**Required work**
Transcribe the data underneath exactly. No images belong in your version.

· · · · ·

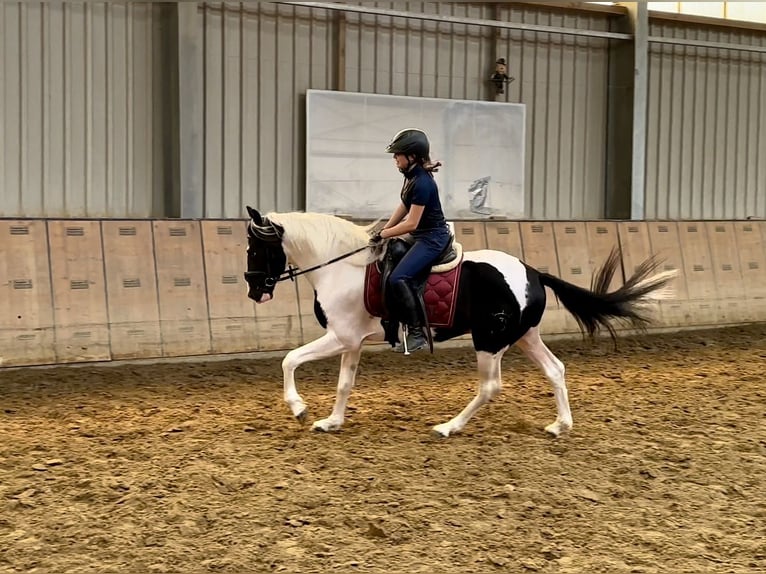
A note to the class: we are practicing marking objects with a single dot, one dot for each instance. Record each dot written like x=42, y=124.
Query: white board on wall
x=348, y=172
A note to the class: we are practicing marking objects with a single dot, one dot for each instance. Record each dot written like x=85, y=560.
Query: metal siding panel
x=653, y=131
x=11, y=89
x=117, y=126
x=268, y=133
x=708, y=137
x=286, y=189
x=53, y=160
x=26, y=300
x=760, y=137
x=79, y=291
x=67, y=110
x=97, y=108
x=131, y=289
x=32, y=146
x=215, y=91
x=142, y=113
x=231, y=199
x=75, y=123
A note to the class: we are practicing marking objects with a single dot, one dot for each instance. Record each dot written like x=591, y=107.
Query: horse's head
x=266, y=259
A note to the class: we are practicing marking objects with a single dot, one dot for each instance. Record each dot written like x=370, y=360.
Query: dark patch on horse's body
x=319, y=312
x=488, y=309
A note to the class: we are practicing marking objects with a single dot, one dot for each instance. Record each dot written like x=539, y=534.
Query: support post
x=626, y=117
x=190, y=126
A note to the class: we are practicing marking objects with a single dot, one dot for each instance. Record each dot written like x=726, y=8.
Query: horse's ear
x=254, y=215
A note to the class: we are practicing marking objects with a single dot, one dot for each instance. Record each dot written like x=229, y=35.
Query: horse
x=500, y=301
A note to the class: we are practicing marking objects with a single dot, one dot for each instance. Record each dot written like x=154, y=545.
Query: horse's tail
x=597, y=308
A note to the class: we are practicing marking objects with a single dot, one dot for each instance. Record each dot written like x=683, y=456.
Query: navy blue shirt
x=420, y=189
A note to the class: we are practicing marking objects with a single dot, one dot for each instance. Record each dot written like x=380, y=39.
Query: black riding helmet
x=411, y=141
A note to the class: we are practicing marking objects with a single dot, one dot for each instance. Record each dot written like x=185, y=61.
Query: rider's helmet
x=411, y=141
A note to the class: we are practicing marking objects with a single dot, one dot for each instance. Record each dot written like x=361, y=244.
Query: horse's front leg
x=349, y=362
x=326, y=346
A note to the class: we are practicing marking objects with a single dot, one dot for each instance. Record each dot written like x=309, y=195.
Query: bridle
x=271, y=235
x=292, y=272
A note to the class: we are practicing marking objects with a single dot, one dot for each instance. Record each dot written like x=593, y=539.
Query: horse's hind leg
x=534, y=348
x=349, y=362
x=489, y=387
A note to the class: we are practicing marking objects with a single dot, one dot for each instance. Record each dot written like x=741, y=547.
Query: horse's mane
x=322, y=236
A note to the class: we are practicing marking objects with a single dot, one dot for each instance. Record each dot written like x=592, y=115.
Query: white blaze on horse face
x=513, y=270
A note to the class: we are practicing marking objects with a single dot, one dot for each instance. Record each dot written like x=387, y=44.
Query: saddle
x=436, y=287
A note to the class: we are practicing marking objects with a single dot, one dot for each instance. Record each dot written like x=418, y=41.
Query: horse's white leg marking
x=534, y=348
x=349, y=362
x=326, y=346
x=489, y=387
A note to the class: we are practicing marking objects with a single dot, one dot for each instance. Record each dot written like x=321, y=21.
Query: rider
x=419, y=214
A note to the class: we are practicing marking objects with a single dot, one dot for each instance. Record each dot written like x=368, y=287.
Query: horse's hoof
x=557, y=428
x=325, y=426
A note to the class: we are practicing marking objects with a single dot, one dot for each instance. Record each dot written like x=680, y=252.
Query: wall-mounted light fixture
x=500, y=78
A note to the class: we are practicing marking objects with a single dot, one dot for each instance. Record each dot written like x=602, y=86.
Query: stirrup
x=412, y=341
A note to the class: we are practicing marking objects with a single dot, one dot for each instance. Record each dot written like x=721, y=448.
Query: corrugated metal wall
x=706, y=138
x=563, y=81
x=79, y=110
x=260, y=59
x=88, y=126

· · · · ·

**Task output**
A note to the class: we are practicing marking objects with a single dot, one dot for each instance. Record each dot written like x=42, y=124.
Query: white board on wall
x=348, y=172
A note to the class: we are practicing marking objects with a single dot, one dot for each instance. Record each dot written like x=85, y=560.
Query: metal siding panel
x=653, y=131
x=11, y=89
x=117, y=126
x=268, y=133
x=708, y=137
x=286, y=189
x=53, y=160
x=26, y=300
x=760, y=137
x=79, y=291
x=67, y=110
x=97, y=108
x=131, y=289
x=32, y=146
x=215, y=91
x=142, y=113
x=231, y=199
x=75, y=123
A note to the class: we are practicing marking objects with a single dot, one dot for each instance. Record each dot written like x=591, y=107.
Query: horse's head
x=266, y=259
A note to the class: we are practicing marking objects with a single dot, one dot for each instance. Record each dot written like x=370, y=360.
Query: dark patch on horse's body
x=319, y=312
x=488, y=309
A note to the class: we are practicing marking objects with a single dot, one dot for each instance. Record each dot written like x=539, y=534.
Query: support post
x=626, y=117
x=190, y=126
A note to the class: we are practicing marking objects with a single dot, one dot for each instance. Record each dot written like x=726, y=8.
Query: horse's ear
x=254, y=215
A note to the class: we are practicing marking objects with a single dot, one dot for each instance. Record each dot written like x=229, y=35.
Query: horse
x=500, y=301
A note to the class: we are practicing marking objects with a single dot, one dot for each instance. Record each dot written like x=154, y=545.
Query: horse's tail
x=597, y=308
A note to the class: we are practicing marking objects with a single dot, one dot for each instance. Record each dot written like x=683, y=456.
Query: navy blue shirt
x=420, y=189
A note to the class: we are practicing marking objects with a single dot, one dot for each instance. Record each dot written like x=380, y=39.
Query: black riding helmet
x=411, y=141
A note to the class: we are practicing marking objects with a single dot, one dot for each instance. Record each dot written like x=185, y=61.
Query: rider's helmet
x=411, y=141
A note to the class: we are practicing marking objects with a single dot, one dot for each instance. Record each dot written like x=361, y=244.
Query: horse's front leg
x=349, y=362
x=326, y=346
A note to the class: we are practicing marking objects with a single dot, one dot for each instance. Record each dot written like x=309, y=195.
Query: bridle
x=271, y=235
x=292, y=272
A note to the class: we are practicing marking objects with a single dot, one dot for each instance. Record each dot written like x=593, y=539.
Query: horse's hind leg
x=534, y=348
x=349, y=362
x=489, y=387
A note to the class: we are practicing marking objects with a single dot, one dot for each instance. Record each dot written like x=741, y=547.
Query: horse's mane
x=322, y=236
A note to the class: we are practicing marking objects with a single dot, one dot for each instance. Record each dot written like x=592, y=115.
Query: white blaze on horse face
x=513, y=270
A note to the class: we are practicing marking objects with a single dot, one dot for each instance. Record each dot written like x=387, y=44.
Query: saddle
x=436, y=287
A note to the class: we are practicing marking objects with a single dot, one dot for each instance. Record each dot written like x=418, y=41.
Query: horse's white leg marking
x=534, y=348
x=349, y=362
x=326, y=346
x=489, y=387
A note to the class: we are practicing marking objects with a single dot, one dot for each instance. Record each dot written like x=321, y=21.
Query: rider
x=419, y=214
A note to the class: we are practicing marking objects with a single dot, one dot for each instance. Record each dot written like x=368, y=287.
Query: horse's hoof
x=557, y=428
x=325, y=426
A note to the class: we are practicing marking objects with a single dot, one dot for each instance. Record each dot written like x=680, y=252.
Query: wall-mounted light fixture
x=500, y=78
A note to the class: we are practicing marking objects with a single dot, one dot for each instance. Record each dot written like x=602, y=86.
Query: stirrup
x=412, y=341
A note to the class: we are practicing marking objects with a single dot, one dot for each instance. Record each dot written like x=721, y=448.
Query: corrugated metal wall
x=706, y=138
x=563, y=81
x=79, y=110
x=260, y=59
x=88, y=126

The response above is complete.